### CONSIGNE DE L'EXERCICE
Extrayez des données ci-dessous toutes les lignes où figure le mot « coat », puis recopiez-les sans rien y changer.

(Données d'un jeu d'annotation par points)

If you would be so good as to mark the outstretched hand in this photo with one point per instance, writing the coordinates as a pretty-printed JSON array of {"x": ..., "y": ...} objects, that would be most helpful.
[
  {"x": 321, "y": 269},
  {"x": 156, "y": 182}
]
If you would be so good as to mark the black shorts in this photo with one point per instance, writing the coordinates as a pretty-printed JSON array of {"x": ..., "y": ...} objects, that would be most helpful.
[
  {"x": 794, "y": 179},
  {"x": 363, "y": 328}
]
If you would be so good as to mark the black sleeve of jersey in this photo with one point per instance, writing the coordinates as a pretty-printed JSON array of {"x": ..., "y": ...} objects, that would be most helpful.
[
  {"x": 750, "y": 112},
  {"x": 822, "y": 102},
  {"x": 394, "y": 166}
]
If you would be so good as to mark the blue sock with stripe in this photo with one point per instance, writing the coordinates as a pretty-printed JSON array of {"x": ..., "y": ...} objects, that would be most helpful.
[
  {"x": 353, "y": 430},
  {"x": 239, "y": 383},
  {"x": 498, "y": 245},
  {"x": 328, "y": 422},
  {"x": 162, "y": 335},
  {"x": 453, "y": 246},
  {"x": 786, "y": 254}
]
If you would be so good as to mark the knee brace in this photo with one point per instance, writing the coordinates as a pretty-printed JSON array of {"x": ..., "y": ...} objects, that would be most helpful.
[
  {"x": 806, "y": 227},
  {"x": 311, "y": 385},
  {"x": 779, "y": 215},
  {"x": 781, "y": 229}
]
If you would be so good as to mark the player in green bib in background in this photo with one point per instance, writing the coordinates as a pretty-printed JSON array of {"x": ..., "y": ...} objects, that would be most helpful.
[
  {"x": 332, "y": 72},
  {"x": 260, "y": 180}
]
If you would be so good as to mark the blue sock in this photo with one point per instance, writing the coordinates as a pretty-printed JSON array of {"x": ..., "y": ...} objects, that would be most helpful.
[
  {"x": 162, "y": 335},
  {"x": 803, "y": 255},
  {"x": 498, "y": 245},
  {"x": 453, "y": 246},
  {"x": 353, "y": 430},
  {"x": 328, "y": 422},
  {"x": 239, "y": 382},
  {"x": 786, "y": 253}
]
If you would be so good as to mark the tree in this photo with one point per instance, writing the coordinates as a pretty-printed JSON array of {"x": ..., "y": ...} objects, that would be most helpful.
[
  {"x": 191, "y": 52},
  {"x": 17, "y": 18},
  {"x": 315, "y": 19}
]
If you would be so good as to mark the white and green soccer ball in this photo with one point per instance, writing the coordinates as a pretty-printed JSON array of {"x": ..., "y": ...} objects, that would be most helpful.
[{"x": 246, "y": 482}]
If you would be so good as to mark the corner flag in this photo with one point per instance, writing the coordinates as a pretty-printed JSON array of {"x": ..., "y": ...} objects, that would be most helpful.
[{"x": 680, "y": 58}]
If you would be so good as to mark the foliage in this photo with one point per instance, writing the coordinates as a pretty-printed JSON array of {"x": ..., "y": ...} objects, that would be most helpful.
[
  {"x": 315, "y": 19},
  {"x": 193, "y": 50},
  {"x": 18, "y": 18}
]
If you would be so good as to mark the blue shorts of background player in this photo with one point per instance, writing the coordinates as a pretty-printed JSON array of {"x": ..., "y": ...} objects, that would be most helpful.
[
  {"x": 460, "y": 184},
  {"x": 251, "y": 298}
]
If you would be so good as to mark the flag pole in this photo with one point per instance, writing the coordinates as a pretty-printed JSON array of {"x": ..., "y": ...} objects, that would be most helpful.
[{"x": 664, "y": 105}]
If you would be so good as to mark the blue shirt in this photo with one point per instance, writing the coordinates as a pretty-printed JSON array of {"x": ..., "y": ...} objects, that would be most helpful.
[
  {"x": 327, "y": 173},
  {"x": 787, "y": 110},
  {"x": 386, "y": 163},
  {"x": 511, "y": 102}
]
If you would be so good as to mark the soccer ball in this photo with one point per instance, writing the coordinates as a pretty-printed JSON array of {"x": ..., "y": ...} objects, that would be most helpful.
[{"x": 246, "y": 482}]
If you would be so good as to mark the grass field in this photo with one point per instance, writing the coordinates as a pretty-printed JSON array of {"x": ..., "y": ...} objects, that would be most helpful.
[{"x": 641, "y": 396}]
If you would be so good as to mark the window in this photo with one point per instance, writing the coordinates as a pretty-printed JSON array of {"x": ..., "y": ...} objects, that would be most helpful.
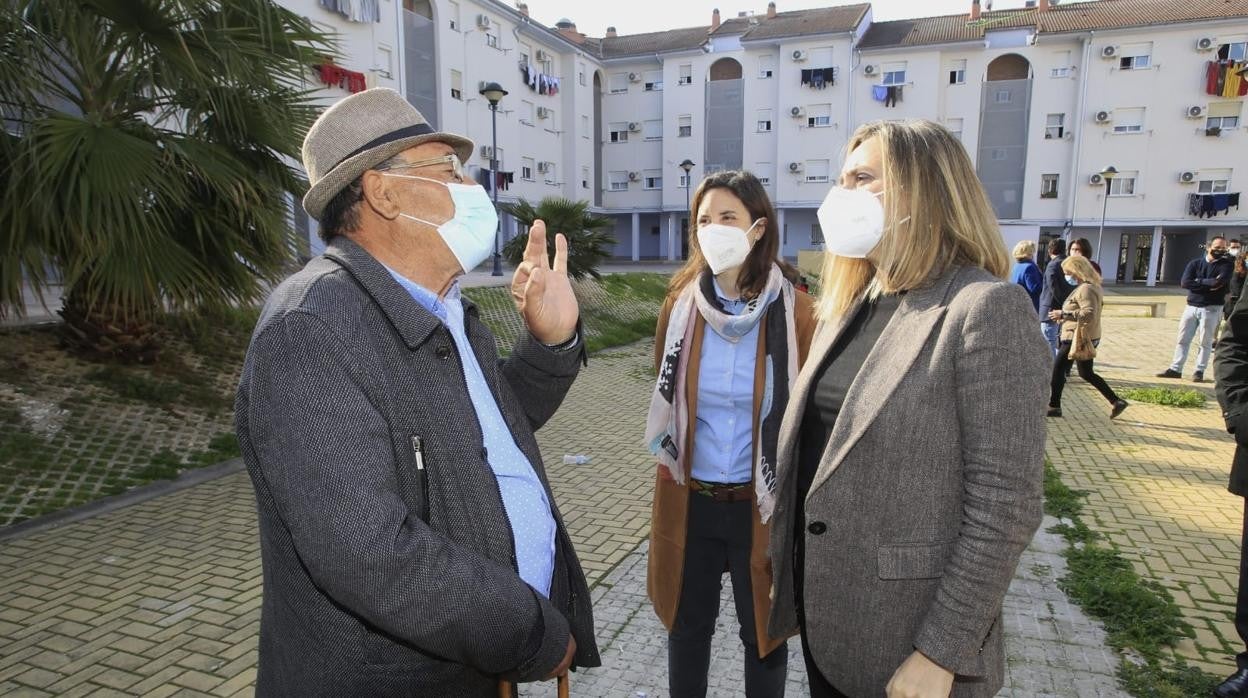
[
  {"x": 819, "y": 115},
  {"x": 1055, "y": 126},
  {"x": 1123, "y": 184},
  {"x": 955, "y": 126},
  {"x": 1135, "y": 56},
  {"x": 818, "y": 170},
  {"x": 1048, "y": 186},
  {"x": 457, "y": 85},
  {"x": 766, "y": 65},
  {"x": 1223, "y": 115},
  {"x": 1128, "y": 120},
  {"x": 957, "y": 73},
  {"x": 894, "y": 74},
  {"x": 764, "y": 120}
]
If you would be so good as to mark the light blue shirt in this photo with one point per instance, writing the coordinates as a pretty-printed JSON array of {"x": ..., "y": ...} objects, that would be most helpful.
[
  {"x": 523, "y": 496},
  {"x": 724, "y": 433}
]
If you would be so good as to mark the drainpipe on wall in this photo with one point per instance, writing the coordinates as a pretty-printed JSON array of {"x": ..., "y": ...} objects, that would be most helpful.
[{"x": 1078, "y": 131}]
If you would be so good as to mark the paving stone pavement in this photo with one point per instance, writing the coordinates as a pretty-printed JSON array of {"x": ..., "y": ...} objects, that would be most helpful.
[{"x": 162, "y": 597}]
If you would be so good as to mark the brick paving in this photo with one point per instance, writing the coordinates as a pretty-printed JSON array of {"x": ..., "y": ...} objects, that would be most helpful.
[{"x": 161, "y": 597}]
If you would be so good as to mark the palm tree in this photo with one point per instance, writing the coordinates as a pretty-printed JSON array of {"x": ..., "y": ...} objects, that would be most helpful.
[
  {"x": 146, "y": 156},
  {"x": 588, "y": 240}
]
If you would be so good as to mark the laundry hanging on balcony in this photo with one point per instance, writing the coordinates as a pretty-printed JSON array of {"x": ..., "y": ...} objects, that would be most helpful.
[
  {"x": 355, "y": 10},
  {"x": 1226, "y": 79},
  {"x": 819, "y": 78},
  {"x": 336, "y": 76},
  {"x": 1209, "y": 205}
]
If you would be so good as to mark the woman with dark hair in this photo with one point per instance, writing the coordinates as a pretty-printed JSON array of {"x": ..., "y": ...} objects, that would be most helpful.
[{"x": 731, "y": 335}]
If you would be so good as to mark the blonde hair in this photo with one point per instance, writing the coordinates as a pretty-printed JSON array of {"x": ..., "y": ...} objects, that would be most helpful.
[
  {"x": 930, "y": 179},
  {"x": 1025, "y": 250},
  {"x": 1082, "y": 267}
]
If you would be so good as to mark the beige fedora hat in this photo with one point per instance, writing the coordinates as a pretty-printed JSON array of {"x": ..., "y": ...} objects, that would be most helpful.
[{"x": 360, "y": 132}]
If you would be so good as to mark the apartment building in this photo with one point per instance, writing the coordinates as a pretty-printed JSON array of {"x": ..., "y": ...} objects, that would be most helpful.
[{"x": 1043, "y": 96}]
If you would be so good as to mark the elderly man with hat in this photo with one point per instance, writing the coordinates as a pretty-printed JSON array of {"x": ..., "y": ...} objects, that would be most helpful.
[{"x": 411, "y": 542}]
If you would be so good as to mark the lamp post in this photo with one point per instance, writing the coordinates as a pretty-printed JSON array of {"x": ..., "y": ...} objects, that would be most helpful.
[
  {"x": 494, "y": 93},
  {"x": 687, "y": 166},
  {"x": 1107, "y": 175}
]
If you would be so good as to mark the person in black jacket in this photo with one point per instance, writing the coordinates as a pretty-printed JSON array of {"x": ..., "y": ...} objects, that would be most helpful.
[
  {"x": 1055, "y": 291},
  {"x": 1231, "y": 371},
  {"x": 1207, "y": 280}
]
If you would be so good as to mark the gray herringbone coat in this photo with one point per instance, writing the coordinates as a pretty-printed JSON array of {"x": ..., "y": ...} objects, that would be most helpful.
[
  {"x": 382, "y": 577},
  {"x": 927, "y": 492}
]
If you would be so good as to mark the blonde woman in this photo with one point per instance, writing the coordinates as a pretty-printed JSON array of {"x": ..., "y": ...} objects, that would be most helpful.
[
  {"x": 1081, "y": 311},
  {"x": 901, "y": 510}
]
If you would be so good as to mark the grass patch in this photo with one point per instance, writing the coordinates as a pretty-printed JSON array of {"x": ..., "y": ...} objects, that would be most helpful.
[
  {"x": 1140, "y": 614},
  {"x": 1168, "y": 397}
]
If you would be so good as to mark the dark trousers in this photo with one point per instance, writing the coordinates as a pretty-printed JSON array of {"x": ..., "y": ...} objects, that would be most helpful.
[
  {"x": 719, "y": 536},
  {"x": 1062, "y": 363}
]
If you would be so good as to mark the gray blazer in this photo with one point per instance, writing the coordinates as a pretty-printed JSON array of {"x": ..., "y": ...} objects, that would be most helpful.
[
  {"x": 383, "y": 577},
  {"x": 927, "y": 492}
]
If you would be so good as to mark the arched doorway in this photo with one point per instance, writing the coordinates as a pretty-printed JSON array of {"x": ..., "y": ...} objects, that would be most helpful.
[
  {"x": 1005, "y": 105},
  {"x": 421, "y": 59}
]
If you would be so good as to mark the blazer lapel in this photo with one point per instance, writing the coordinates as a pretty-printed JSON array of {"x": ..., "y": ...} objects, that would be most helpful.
[{"x": 886, "y": 365}]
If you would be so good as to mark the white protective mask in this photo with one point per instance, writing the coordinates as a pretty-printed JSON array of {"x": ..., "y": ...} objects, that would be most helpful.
[
  {"x": 725, "y": 247},
  {"x": 853, "y": 221},
  {"x": 469, "y": 234}
]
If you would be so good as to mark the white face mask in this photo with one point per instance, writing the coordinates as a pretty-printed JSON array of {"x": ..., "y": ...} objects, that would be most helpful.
[
  {"x": 853, "y": 221},
  {"x": 469, "y": 234},
  {"x": 725, "y": 247}
]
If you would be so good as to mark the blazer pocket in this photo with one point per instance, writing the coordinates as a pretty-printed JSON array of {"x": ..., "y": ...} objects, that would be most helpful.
[{"x": 912, "y": 561}]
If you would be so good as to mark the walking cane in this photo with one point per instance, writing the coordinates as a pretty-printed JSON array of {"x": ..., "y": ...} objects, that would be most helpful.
[{"x": 508, "y": 689}]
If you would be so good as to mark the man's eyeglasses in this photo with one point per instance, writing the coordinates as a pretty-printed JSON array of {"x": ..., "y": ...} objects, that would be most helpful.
[{"x": 452, "y": 159}]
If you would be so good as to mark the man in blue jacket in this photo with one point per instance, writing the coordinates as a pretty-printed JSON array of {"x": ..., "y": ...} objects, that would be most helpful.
[
  {"x": 1055, "y": 291},
  {"x": 1207, "y": 280}
]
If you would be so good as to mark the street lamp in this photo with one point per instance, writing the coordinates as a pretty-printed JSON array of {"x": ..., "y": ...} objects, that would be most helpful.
[
  {"x": 687, "y": 166},
  {"x": 494, "y": 93},
  {"x": 1107, "y": 175}
]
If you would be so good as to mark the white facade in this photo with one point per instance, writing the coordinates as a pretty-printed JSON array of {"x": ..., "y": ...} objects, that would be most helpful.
[{"x": 619, "y": 127}]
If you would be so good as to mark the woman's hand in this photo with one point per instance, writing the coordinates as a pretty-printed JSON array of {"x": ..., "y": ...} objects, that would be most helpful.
[{"x": 919, "y": 677}]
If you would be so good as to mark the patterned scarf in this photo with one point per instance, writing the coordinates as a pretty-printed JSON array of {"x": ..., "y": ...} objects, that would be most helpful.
[{"x": 668, "y": 423}]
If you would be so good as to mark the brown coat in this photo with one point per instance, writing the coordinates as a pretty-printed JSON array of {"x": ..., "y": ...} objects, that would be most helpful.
[
  {"x": 670, "y": 512},
  {"x": 1082, "y": 309}
]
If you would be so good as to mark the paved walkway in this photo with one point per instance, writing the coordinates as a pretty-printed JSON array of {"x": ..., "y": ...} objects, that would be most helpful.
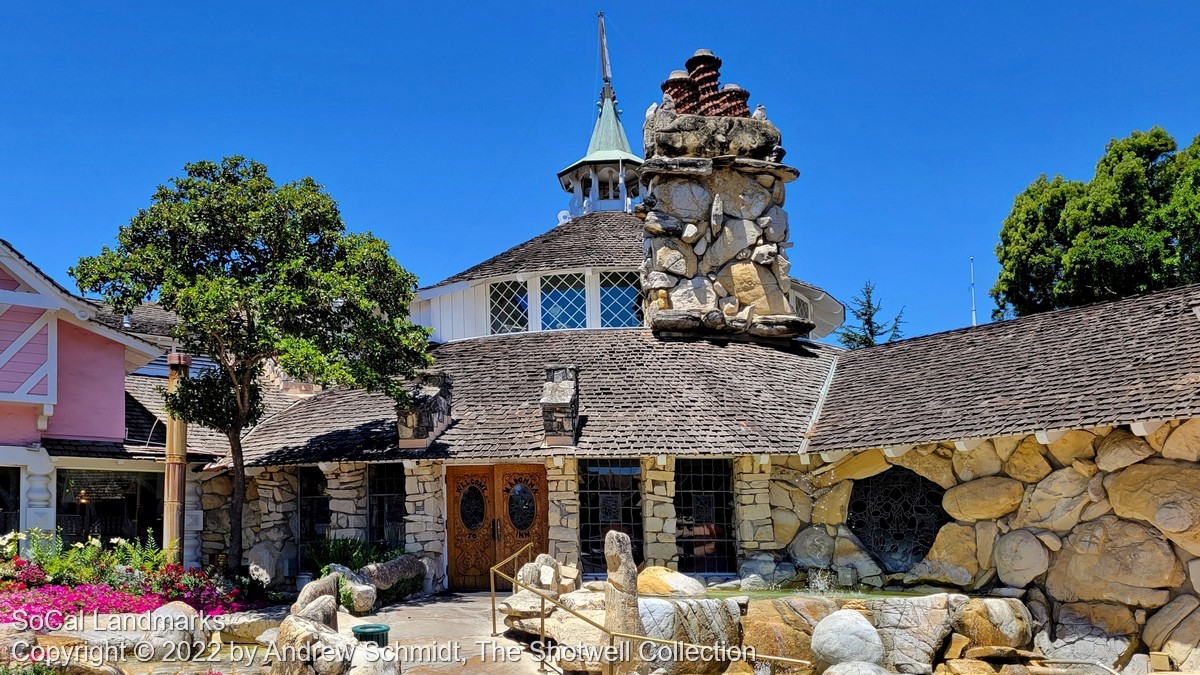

### RÉPONSE FINALE
If you would be so good as to mark the gray herringbone coat in this photo with one point per instance, writing the coordinates as a pretty-printed JSON array of {"x": ..., "y": ...} objects, that would be most helpful.
If you would be so good as to mark the brown coat in this photo with one point per instance, writing the coordinates as a pretty-printed JSON array of {"x": ..., "y": ...} objects, that would be most helpful.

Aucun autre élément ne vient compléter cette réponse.